**Text section:**
I have pieced together what I did best I can remember based on the resources I used. Note that this cluster is not safe for production because it can split brain very easily. My next step will be to use the second NIC card to jumper between the servers and use that for the cluster, as that would be safer than relying on a switch (less likely it would become unplugged, not reliant on its on power supply, etc). In the meantime I will close the thread and here are the steps I believe I took in case anyone like me needs help with this:
How to Setup Microsoft SQL Server for Linux on a Pacemaker Cluster Using DRBD
Requirements:
2 servers, at least 2 logical drives on each, connected to the same switch with access to the internet
At least 2GB RAM on each
Ubuntu 16.04
Step 1: Install Ubuntu 16.04
Step 2: Setup networking
Setup each server on a static IP with a gateway and DNS server so they can reach the internet and each other. Add all servers to the /etc/hosts file on each server so they can ping each other by hostname.
Step 3: Setup DRBD
Download DRBD components on both servers:
sudo apt-get update
sudo apt-get install -y drbd8-utils
install NTP on both servers:
sudo apt-get install -y ntpsudo
Zero out the drive on both servers:
dd if=/dev/zero of=/dev/sdb
on each host edit the /etc/drbd.conf:
global { usage-count no; }
common { protocol C; }
resource r0 {
on <hostname1> {
device /dev/drbd0;
disk /dev/sdb;
address <IPAddress1>:7788;
meta-disk internal;
}
on <hostname2> {
device /dev/drbd0;
disk /dev/sdb;
address <IPAddress2>:7788;
meta-disk internal;
}
}
Still working on both systems, load the kernel module with:
sudo modprobe drbd
Create the mirror device:
sudo drbdadm create-md r0
bring the mirror device online:
sudo drbdadm up r0
To view the status of the mirroring, use one of the following commands:
sudo drbd-overview
sudo cat /proc/drbd
We will see both nodes as secondary and the data to be inconsistent. We can correct this by forcing the Primary role on one node.
Only do this on one node!
sudo drbdadm -- --overwrite-data-of-peer primary r0/0
To view the progress:
sudo watch cat /proc/drbd
Once complete, from the Primary node format the disk and mount it.
sudo mkfs.ext4 /dev/drbd0
sudo mkdir -p /var/sql
sudo mount /dev/drbd0 /var/sql
Step 3: Install and configure SQL Server on each cluster node
Import the public repository GPG keys:
wget -qO-
https://packages.microsoft.com/keys/microsoft.asc | sudo apt-key add –
Register the Microsoft SQL Server Ubuntu repository for SQL Server 2019:
sudo add-apt-repository "$(wget -qO-
https://packages.microsoft.com/config/ubuntu/16.04/mssql-server-2019.list)"

Excerpt from a dataset
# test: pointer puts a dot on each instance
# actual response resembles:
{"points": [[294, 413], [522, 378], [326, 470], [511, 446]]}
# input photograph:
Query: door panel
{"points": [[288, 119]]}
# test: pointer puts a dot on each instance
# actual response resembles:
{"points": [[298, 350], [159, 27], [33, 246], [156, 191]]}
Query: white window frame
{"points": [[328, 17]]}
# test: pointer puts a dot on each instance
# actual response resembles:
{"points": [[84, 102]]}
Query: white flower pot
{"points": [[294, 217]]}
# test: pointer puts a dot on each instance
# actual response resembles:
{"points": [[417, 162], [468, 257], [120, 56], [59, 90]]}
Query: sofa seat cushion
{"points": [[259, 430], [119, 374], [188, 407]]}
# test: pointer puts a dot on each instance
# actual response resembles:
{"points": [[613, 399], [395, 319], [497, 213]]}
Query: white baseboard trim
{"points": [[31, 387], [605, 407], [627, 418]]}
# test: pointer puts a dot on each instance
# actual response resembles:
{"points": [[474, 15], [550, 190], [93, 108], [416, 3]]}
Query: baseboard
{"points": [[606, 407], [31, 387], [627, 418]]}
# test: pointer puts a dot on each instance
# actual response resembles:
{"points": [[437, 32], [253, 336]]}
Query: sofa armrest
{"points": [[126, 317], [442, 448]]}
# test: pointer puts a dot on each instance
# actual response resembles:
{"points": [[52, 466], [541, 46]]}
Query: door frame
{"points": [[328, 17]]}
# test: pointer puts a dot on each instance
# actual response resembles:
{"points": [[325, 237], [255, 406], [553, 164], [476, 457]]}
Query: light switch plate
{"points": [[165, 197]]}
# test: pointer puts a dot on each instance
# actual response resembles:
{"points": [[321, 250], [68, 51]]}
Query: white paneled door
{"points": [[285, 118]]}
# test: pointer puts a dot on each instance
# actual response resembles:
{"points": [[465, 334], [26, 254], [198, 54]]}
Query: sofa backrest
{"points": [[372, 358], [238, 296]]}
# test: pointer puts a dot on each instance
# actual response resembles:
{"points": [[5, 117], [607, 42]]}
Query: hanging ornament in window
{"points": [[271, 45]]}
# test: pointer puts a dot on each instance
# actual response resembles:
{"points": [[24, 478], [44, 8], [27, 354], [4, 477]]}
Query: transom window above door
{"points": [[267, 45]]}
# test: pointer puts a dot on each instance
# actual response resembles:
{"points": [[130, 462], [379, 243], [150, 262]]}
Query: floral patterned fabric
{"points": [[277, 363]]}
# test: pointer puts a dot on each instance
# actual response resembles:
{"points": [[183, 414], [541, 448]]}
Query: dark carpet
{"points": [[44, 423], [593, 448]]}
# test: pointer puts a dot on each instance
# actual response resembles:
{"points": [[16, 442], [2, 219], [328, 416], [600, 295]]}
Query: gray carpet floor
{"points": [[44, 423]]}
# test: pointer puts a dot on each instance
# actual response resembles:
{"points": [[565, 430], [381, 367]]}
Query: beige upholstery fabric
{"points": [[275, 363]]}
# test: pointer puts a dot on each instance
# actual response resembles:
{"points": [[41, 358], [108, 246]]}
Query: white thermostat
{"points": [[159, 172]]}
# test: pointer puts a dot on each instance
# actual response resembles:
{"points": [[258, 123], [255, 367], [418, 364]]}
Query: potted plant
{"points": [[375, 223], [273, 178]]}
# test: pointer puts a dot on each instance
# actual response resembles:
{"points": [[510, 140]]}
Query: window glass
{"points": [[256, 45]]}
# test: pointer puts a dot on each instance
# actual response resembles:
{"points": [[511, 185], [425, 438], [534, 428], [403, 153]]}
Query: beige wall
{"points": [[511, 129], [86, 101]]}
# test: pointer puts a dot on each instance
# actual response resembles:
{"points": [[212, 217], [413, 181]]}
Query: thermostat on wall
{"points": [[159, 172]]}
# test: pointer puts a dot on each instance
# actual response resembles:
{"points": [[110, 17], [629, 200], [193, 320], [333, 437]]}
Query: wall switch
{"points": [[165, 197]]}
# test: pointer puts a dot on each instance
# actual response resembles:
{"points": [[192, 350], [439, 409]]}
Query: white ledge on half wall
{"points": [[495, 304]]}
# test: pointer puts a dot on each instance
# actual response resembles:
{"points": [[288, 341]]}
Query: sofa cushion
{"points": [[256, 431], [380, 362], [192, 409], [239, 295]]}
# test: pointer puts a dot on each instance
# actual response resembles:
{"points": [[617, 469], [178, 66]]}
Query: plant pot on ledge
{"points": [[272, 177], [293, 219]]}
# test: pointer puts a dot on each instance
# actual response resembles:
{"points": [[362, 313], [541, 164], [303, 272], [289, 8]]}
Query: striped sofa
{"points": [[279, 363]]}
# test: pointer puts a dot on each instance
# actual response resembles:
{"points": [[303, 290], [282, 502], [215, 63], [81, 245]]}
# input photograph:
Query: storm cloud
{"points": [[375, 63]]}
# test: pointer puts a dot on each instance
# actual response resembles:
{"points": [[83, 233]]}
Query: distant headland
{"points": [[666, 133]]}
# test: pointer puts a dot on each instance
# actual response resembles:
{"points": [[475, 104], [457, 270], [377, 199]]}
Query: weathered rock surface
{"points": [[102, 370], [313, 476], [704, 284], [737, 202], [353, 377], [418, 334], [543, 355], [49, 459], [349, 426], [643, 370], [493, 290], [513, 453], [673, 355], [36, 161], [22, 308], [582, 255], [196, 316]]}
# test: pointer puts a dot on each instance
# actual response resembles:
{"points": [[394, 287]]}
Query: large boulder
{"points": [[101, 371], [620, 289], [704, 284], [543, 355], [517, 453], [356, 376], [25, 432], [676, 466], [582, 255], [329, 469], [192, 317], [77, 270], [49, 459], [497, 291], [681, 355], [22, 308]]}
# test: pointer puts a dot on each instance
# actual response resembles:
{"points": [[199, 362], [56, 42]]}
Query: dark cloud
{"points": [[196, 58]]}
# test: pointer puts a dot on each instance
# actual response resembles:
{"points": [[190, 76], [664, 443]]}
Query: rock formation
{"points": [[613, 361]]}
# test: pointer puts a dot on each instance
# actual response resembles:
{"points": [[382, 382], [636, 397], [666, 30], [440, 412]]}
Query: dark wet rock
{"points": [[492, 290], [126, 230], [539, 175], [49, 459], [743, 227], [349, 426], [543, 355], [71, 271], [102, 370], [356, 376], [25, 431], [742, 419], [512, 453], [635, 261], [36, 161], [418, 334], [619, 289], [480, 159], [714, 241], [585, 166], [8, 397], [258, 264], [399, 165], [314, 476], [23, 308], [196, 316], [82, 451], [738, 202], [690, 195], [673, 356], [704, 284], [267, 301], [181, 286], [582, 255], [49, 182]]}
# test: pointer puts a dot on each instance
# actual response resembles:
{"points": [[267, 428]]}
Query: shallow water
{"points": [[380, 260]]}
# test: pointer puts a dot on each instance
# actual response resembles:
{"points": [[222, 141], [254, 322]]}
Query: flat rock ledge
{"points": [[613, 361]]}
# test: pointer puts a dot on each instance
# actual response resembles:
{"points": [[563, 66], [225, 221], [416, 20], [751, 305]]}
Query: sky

**Short problem 1:**
According to the SQL Server cluster guide, what port does each DRBD node address use in the configuration file?
**Short problem 2:**
Resume the SQL Server cluster guide after its final line, carrying on with the remaining setup steps.

**Reply 1:**
Port 7788.

**Reply 2:**
Run the following commands to install SQL Server:
sudo apt-get update
sudo apt-get install -y mssql-server
After the package installation finishes, run mssql-conf setup and follow the prompts to set the SA password and choose your edition:
sudo /opt/mssql/bin/mssql-conf setup
Once the configuration is done, verify that the service is running:
systemctl status mssql-server --no-pager
Step 4: Install the SQL Server command-line tools
To create a database, you need to connect with a tool that can run Transact-SQL statements on the SQL Server. The following steps install the SQL Server command-line tools: sqlcmd and bcp.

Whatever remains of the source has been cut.